● Verilen Alıntı

+++

Her şeye rağmen İsrail Arap ayaklanmalarının ruhundan muaf değil. Wisconsin’deki işçiler, Atina’da ayaklanan kamu çalışanları, Madrid’te Tahrir Meydanı yaratan gençler bu rüzgardan etkilenerek farklı taleplerle ortaya çıkarken Arap ayaklanmaları ruhunun payı büyük. İsrail’deki gösterilerin gerekçesi ise giderek kötüleşen ekonomik koşullar, konut ve kira fiyatları. Arap dünyasında olduğu gibi, İsrail halkı daha iyi bir gelecek, daha iyi yaşam şartları için sokaklara döküldü. Sokaklara yansıyan öfke Arap ayaklanmaları ile benzerlikler de taşıyor. Siyasi yelpazenin her kesiminden insanlar, Yahudiler, Araplar, gençler yaşlılar bir araya geliyor. İsrail tarihinde yaşanan bir ilk bu. İnternet üzerinden örgütlenen binlerce kişi hükümeti zorluyor. Talepler arasında, yıllardır bir “tehdit” algısı olarak kitlelere yansıtılan “düşman denizi içinde ada” benzetmesiyle sonu gelmez savunma harcamalarının kısıtlanması için askerlik süresinin kısaltılması da var. Netanyahu-Lieberman hükümetinin söylendiği gibi dış politikadaki başarısızlığından değil içerideki tepkiler nedeniyle çatırdaması daha muhtemel. Üstelik İsrail gibi gelişmiş bir ekonomide böylesi bir protesto zincirinin başlamış olması da yeni bir durum.

+++

● Verilen Veriler
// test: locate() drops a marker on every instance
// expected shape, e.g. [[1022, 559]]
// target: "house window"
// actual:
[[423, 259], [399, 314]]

+++

● Amaç 1
İsrail'deki gösteriler üzerine olan alıntıya göre aşağıdaki soruları yanıtlayınız.
(a) İsrail'deki gösterilerin gerekçesi nedir?
(b) Hükümeti zorlayan binlerce kişi nasıl örgütleniyor?
(c) Savunma harcamalarının kısıtlanması için talepler arasında ne yer alıyor?
● Amaç 2
Kayıtlardaki satırları, boş satırları atlayarak numaralı bir liste hâlinde yeniden yazınız.
Kayıtlar, alıntıdaki konuyla hiçbir bağlantı taşımaz.

● Görev Çıktısı 1
(a) Giderek kötüleşen ekonomik koşullar, konut ve kira fiyatları.
(b) İnternet üzerinden örgütleniyor.
(c) Askerlik süresinin kısaltılması.

● Görev Çıktısı 2
1. // test: locate() drops a marker on every instance
2. // expected shape, e.g. [[1022, 559]]
3. // target: "house window"
4. // actual:
5. [[423, 259], [399, 314]]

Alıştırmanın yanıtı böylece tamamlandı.